:: What the task asks ::
Beginning with the line that holds "Where can the camouflage boonie", set down each line of the data below through the very last, exactly as given, and nothing beyond that.

************

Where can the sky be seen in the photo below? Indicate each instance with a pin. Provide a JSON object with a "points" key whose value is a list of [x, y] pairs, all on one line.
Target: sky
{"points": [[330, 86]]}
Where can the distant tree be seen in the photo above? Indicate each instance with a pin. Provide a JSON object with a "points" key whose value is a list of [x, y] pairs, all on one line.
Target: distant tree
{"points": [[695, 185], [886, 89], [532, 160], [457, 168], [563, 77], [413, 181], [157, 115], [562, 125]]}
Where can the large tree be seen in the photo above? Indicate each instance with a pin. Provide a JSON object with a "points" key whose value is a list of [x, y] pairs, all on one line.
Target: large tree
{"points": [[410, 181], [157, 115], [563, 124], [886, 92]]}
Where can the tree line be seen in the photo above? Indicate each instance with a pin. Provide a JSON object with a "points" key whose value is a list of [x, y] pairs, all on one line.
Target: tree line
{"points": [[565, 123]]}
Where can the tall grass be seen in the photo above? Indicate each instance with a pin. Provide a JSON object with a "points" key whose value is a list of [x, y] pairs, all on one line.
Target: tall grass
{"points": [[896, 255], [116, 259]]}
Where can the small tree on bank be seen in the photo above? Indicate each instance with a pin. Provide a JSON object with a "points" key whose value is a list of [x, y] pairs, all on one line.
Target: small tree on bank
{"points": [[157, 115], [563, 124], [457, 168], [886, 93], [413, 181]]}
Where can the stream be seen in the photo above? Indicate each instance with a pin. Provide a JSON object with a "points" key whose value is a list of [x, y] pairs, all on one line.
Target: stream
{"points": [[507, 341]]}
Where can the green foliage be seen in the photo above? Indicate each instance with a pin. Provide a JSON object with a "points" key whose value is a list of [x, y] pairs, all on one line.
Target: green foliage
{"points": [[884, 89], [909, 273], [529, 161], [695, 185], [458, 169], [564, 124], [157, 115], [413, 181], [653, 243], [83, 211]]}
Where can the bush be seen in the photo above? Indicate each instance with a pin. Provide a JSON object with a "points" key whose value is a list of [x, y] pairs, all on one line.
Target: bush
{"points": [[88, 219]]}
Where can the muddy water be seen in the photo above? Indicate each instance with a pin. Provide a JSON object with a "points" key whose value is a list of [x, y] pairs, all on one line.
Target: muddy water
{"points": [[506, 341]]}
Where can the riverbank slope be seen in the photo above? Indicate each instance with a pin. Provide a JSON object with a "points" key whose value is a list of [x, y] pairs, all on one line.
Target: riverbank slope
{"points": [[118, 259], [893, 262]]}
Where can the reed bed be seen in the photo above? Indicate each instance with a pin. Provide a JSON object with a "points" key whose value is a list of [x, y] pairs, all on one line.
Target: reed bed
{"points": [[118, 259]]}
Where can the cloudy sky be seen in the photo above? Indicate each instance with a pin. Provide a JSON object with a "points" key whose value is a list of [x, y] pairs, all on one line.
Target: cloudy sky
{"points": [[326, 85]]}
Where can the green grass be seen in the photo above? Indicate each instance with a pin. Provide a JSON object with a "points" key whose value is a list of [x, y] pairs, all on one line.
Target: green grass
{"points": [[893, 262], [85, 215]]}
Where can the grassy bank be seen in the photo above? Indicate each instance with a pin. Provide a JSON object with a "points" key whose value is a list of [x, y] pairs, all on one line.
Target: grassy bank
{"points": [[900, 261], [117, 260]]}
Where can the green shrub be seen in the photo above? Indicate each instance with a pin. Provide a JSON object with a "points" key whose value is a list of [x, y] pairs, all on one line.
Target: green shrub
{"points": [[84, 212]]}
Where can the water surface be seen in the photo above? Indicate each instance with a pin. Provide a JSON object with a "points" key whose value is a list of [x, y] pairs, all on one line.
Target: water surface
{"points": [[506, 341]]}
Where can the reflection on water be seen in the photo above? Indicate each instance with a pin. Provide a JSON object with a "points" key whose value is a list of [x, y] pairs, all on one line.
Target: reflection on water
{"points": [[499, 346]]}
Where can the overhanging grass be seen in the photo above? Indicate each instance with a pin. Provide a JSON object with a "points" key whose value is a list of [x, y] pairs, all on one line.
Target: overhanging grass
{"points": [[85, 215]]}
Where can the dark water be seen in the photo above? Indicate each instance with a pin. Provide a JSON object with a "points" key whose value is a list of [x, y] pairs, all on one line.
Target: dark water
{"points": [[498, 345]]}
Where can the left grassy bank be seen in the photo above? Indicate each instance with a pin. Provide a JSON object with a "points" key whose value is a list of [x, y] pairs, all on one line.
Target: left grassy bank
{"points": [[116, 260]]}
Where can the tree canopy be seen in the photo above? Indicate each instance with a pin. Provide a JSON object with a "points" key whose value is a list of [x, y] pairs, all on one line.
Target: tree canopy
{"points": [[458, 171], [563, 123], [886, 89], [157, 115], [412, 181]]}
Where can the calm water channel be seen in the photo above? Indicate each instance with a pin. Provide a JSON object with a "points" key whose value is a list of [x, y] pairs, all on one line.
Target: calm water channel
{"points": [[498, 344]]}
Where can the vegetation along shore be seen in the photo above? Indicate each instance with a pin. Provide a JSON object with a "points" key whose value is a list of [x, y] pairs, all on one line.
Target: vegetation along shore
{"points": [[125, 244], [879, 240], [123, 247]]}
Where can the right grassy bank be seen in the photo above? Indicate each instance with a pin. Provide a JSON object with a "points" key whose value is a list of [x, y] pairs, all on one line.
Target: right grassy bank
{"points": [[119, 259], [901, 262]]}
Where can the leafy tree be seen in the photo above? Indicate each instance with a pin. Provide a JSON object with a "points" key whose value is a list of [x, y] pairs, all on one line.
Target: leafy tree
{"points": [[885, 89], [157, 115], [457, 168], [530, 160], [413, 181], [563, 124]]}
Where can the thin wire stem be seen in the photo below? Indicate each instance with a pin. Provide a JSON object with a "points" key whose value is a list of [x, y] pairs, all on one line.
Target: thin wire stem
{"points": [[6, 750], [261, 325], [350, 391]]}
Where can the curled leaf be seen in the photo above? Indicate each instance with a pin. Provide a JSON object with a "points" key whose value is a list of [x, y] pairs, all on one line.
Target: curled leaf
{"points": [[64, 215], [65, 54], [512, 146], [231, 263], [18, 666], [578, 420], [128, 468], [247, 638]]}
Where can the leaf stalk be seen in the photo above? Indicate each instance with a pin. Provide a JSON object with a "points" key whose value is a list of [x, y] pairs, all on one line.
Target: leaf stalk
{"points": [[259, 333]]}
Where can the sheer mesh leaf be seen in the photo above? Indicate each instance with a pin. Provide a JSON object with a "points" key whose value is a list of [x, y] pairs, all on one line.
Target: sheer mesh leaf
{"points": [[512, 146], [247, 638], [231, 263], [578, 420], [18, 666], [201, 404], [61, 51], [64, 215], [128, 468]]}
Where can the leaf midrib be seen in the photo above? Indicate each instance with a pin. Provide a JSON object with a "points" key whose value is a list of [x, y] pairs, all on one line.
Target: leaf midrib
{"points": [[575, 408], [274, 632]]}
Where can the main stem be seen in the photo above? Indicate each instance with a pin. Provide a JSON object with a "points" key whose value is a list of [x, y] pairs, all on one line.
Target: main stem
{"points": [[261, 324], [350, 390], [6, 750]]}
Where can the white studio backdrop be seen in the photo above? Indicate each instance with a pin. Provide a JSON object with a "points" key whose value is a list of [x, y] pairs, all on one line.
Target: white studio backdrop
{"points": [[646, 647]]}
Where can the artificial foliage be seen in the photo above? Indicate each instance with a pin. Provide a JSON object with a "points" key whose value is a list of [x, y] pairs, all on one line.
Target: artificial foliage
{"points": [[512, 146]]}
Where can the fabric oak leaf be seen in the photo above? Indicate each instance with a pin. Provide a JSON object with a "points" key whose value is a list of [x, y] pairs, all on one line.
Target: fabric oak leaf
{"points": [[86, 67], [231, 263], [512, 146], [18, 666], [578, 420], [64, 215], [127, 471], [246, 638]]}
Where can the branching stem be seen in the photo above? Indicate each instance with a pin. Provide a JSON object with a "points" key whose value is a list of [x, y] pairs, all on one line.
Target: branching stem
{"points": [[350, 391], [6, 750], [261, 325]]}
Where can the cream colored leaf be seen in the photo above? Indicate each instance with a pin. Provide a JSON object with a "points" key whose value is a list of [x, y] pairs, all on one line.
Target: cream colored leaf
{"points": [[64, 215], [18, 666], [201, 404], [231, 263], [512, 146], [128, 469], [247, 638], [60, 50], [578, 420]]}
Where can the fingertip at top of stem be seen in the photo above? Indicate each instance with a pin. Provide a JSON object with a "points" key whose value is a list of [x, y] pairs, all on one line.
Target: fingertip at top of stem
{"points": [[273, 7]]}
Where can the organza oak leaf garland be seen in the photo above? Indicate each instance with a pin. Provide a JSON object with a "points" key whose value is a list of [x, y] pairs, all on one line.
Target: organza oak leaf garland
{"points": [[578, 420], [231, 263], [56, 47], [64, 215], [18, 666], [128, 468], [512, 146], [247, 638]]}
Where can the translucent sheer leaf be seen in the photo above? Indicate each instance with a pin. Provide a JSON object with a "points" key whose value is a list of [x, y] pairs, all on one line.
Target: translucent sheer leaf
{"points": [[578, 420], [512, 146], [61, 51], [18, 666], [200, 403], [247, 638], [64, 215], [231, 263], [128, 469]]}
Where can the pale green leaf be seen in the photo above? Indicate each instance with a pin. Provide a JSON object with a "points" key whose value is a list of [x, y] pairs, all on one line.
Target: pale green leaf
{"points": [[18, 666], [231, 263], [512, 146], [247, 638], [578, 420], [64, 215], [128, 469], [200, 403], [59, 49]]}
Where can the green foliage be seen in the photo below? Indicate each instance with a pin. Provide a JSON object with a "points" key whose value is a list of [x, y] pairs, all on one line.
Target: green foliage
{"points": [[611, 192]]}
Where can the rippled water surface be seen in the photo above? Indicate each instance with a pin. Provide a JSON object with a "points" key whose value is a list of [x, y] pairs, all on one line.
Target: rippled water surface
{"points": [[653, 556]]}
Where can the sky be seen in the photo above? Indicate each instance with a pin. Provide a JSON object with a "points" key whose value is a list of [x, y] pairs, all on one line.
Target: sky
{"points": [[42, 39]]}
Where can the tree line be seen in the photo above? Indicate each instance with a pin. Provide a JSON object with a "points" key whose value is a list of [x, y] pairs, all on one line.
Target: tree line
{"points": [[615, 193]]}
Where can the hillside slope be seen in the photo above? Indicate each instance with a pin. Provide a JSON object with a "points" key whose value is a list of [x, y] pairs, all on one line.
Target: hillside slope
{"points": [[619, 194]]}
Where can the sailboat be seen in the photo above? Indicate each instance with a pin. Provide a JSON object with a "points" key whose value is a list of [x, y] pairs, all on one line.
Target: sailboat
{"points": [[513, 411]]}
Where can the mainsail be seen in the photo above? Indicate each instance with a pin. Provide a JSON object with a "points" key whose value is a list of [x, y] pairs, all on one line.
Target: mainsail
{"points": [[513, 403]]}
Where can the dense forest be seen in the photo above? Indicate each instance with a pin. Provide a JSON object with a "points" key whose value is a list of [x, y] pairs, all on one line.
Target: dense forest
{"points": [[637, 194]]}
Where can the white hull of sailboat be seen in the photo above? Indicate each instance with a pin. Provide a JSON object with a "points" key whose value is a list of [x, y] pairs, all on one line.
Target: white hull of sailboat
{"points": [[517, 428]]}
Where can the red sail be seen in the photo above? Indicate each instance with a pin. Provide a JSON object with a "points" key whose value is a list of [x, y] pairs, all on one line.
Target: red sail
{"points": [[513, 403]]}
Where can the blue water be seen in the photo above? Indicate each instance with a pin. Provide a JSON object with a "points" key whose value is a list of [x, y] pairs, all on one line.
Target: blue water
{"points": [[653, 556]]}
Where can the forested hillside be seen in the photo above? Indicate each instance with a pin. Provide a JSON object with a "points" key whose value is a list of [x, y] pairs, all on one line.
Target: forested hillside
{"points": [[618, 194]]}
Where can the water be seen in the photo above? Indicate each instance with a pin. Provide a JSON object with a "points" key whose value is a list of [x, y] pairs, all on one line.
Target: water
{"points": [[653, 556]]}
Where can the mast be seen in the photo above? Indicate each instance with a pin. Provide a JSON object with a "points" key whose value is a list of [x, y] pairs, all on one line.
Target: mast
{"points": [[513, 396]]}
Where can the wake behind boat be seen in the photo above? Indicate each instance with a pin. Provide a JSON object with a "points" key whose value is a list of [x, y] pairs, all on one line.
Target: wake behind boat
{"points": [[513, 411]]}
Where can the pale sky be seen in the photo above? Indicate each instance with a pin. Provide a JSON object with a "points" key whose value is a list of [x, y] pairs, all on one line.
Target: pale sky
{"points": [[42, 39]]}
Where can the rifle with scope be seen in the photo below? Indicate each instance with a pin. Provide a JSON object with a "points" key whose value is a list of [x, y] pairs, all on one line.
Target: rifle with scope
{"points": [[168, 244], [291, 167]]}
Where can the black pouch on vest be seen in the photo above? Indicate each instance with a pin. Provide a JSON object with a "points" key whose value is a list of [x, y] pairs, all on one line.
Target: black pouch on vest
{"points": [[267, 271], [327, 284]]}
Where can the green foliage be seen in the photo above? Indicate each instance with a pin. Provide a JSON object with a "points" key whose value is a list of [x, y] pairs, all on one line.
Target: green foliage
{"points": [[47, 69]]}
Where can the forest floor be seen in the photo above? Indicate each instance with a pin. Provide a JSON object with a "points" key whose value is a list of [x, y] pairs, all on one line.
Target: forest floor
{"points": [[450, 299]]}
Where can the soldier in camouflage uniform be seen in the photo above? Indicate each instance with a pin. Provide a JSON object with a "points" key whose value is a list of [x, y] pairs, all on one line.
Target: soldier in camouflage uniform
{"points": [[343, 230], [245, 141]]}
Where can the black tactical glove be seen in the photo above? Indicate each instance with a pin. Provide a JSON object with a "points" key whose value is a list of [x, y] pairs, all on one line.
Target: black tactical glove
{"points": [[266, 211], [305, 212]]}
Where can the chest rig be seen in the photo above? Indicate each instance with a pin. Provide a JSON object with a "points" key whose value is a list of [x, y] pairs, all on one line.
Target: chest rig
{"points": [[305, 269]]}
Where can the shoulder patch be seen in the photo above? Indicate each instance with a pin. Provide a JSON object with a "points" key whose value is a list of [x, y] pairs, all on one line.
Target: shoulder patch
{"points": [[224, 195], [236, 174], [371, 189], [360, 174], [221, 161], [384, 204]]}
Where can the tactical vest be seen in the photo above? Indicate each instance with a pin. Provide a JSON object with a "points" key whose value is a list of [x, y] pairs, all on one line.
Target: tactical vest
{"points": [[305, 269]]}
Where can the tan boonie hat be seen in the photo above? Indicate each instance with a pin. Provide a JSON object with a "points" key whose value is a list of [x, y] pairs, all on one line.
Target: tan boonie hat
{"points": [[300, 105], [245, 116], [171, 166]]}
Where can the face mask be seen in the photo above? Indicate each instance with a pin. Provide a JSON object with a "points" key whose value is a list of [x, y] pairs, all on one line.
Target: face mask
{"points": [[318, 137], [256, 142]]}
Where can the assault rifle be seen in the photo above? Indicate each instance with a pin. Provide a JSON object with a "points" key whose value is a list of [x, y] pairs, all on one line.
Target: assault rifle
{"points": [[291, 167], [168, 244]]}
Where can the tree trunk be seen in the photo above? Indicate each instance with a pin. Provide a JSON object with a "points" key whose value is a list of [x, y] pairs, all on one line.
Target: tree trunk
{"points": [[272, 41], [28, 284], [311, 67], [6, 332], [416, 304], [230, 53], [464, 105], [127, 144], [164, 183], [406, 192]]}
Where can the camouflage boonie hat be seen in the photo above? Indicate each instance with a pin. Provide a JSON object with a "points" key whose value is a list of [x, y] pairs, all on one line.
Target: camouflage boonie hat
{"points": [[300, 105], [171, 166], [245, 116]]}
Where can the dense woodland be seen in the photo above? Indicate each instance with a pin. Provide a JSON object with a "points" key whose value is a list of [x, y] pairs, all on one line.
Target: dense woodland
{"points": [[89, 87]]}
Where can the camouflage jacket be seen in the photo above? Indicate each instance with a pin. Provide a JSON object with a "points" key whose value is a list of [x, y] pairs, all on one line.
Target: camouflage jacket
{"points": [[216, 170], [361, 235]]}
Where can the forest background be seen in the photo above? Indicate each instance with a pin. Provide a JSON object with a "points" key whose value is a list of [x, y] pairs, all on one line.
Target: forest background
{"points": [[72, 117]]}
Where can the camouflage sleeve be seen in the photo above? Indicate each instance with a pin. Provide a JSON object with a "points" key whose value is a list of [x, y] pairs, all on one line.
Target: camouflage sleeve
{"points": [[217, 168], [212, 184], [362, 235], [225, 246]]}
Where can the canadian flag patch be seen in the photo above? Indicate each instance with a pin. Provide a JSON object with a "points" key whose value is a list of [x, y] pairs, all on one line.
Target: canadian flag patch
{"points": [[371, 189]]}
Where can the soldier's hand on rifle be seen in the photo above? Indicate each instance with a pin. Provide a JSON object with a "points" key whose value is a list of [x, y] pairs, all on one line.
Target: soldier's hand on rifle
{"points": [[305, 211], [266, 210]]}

************

:: Result below ::
Where can the camouflage boonie hat be seen in the photo above? Indicate each instance with a pin. Provide a JSON object with a "points" key whose value is a list of [x, y] pairs, all on one line.
Target: camouflage boonie hat
{"points": [[300, 105], [171, 166], [245, 116]]}
Where can the dense woodland be seen in the photo above? Indicate each instance with a pin. Provide a JSON object with a "points" key whose value is a list of [x, y] pairs, all on one line.
Target: dense woodland
{"points": [[89, 87]]}
Where can the camouflage jacket be seen in the photo above? Indicate each instance with a pin. Provide a JSON object with a "points" key whose value is a list of [x, y] pairs, all on one line.
Target: camouflage jacket
{"points": [[216, 170], [361, 235]]}
Where can the forest background be seen in the photo above? Indicate each instance with a pin. Provide a JSON object with a "points" key whose value is a list of [x, y] pairs, all on one line.
Target: forest background
{"points": [[72, 117]]}
Where can the camouflage sleeve be seen in the photo above? Indicate each instance with a pin. Provide a JSON object with a "points" key whose value is a list of [x, y] pairs, all on one line.
Target: camouflage sleeve
{"points": [[217, 168], [212, 184], [362, 235], [225, 246]]}
Where can the canadian flag patch be seen in the photo above? Indicate each instance with a pin. Provide a JSON object with a "points" key whose value is a list of [x, y] pairs, all on one line.
Target: canadian flag patch
{"points": [[371, 189]]}
Where can the soldier's hand on rifle be seen in the photo above? Indicate each instance with a pin. Provide a JSON object with a "points" key whose value is a list of [x, y] pairs, all on one line.
Target: soldier's hand on rifle
{"points": [[305, 211], [266, 210]]}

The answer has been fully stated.